Transcribe every record exactly as it appears.

· · · · · · ·

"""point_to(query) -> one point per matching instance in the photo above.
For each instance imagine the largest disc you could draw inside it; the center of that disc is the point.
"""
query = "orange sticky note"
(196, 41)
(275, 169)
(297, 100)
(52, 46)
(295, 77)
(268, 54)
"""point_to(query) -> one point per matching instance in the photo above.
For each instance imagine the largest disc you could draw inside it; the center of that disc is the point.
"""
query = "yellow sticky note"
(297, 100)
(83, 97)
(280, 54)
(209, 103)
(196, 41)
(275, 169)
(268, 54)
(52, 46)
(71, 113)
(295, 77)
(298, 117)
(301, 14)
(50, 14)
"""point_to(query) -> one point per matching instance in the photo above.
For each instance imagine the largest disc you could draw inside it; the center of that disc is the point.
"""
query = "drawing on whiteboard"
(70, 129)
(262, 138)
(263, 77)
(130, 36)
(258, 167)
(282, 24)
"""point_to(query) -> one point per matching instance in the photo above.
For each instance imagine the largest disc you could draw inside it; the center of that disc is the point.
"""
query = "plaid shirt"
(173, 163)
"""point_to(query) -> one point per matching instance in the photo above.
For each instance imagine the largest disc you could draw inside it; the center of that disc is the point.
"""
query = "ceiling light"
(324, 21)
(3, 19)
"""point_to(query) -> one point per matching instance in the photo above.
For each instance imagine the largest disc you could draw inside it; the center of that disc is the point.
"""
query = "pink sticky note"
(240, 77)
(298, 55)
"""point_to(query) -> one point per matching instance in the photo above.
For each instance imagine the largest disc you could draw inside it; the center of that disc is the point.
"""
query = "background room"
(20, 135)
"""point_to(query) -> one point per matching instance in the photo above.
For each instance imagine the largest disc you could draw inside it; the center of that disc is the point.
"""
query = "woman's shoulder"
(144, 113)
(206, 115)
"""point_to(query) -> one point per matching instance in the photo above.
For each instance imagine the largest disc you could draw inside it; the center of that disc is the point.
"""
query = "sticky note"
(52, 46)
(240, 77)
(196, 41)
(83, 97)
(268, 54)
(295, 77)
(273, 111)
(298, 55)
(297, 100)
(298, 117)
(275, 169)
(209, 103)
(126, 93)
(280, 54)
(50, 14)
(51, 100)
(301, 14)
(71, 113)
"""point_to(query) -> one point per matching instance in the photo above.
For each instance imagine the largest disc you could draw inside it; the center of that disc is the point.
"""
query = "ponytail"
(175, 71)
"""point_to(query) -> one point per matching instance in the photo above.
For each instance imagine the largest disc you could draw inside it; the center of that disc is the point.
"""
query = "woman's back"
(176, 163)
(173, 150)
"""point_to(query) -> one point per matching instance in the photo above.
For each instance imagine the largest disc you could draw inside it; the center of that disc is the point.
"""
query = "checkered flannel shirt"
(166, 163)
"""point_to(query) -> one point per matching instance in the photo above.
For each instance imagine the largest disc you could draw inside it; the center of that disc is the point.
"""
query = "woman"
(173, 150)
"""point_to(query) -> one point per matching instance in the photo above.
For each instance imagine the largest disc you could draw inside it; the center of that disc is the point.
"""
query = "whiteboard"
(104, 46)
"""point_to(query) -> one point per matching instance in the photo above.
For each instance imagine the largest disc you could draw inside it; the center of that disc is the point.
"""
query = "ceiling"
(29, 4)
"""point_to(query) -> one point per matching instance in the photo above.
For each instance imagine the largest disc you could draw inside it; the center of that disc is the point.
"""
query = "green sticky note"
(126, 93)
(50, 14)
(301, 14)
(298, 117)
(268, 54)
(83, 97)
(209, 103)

· · · · · · ·

Exercise result:
"""point_to(query) -> one point per matching instance in the photo above.
For each instance imagine the largest disc you could draw inside it; the center of that disc is the point.
"""
query = "orange sticky note"
(196, 41)
(275, 169)
(297, 100)
(52, 46)
(295, 77)
(268, 54)
"""point_to(query) -> one point per matching instance in the photo above.
For each instance imagine the largest disc you could draw inside it; the center of that disc is the point.
"""
query = "yellow sticky note"
(297, 100)
(83, 97)
(280, 54)
(209, 103)
(196, 41)
(275, 169)
(268, 54)
(52, 46)
(71, 113)
(295, 77)
(298, 117)
(301, 14)
(50, 14)
"""point_to(query) -> one point per matching instance in the photo above.
For each instance imagine the largest disc you could draw inside it; the center of that disc is the point.
"""
query = "drawing on whiteboard"
(70, 129)
(262, 138)
(263, 77)
(130, 36)
(258, 167)
(282, 24)
"""point_to(query) -> one point per matching instance in the photo above.
For each instance imagine the largest disc you could draw inside it; the center of that disc is the point.
"""
query = "plaid shirt"
(173, 163)
"""point_to(query) -> one point per matching instance in the photo above.
For each instance imagine the largest disc you could draw inside it; the center of that disc is the point.
"""
query = "ceiling light"
(324, 21)
(3, 19)
"""point_to(query) -> one point per matching instance in the photo above.
For each instance imagine the largest disc you could draw inside it; the center of that disc is the point.
"""
query = "pink sticky note"
(240, 77)
(298, 55)
"""point_to(query) -> one point per matching instance in the photo above.
For each instance imagine the largest disc you could draw inside it; the center of that disc is the point.
"""
query = "background room"
(20, 135)
"""point_to(query) -> one point per matching instance in the photo above.
For each instance imagine the largest disc you could draw inside it; the center of that disc is the point.
"""
query = "woman's shoulder"
(144, 113)
(206, 115)
"""point_to(query) -> one point per matching instance in the photo above.
For each instance imagine the largest disc you could draw inside it; the center of that disc is the point.
"""
query = "sticky note"
(52, 46)
(240, 77)
(196, 41)
(83, 97)
(268, 54)
(295, 77)
(273, 111)
(298, 55)
(297, 100)
(298, 117)
(275, 169)
(209, 103)
(126, 93)
(280, 54)
(50, 14)
(51, 100)
(301, 14)
(71, 113)
"""point_to(query) -> one point per matching instance in the photo above.
For each instance imagine the largest disc you could draw inside it; the center of that disc is the point.
"""
query = "ponytail"
(175, 71)
"""point_to(query) -> one point per matching instance in the photo above.
For each instance imagine the largest disc you could draw inside it; the center of that disc is the point.
"""
query = "woman's back"
(176, 163)
(173, 150)
"""point_to(query) -> one point per matching instance in the photo above.
For each instance imagine the largest disc you could draw inside it; the center of that disc is the point.
"""
query = "checkered flannel shirt"
(166, 163)
"""point_to(query) -> one point per matching instance in the photo above.
For each instance imagine the largest disc you could draw inside it; the center of that disc is the point.
"""
query = "woman"
(173, 150)
"""point_to(query) -> one point per matching instance in the photo above.
For each instance imagine the largest disc you could draw inside it; the center of that disc is the point.
"""
query = "whiteboard"
(104, 46)
"""point_to(query) -> one point per matching instance in the photo above.
For each instance imagine the largest disc you could draw inside it; the center of that disc is the point.
"""
query = "ceiling"
(29, 4)
"""point_to(query) -> one point per matching instance in the photo above.
For each instance imagine the largest disc you could draw inside it; the center of that disc is the point.
"""
query = "green sticky note"
(126, 93)
(50, 14)
(301, 14)
(298, 117)
(268, 54)
(83, 97)
(209, 103)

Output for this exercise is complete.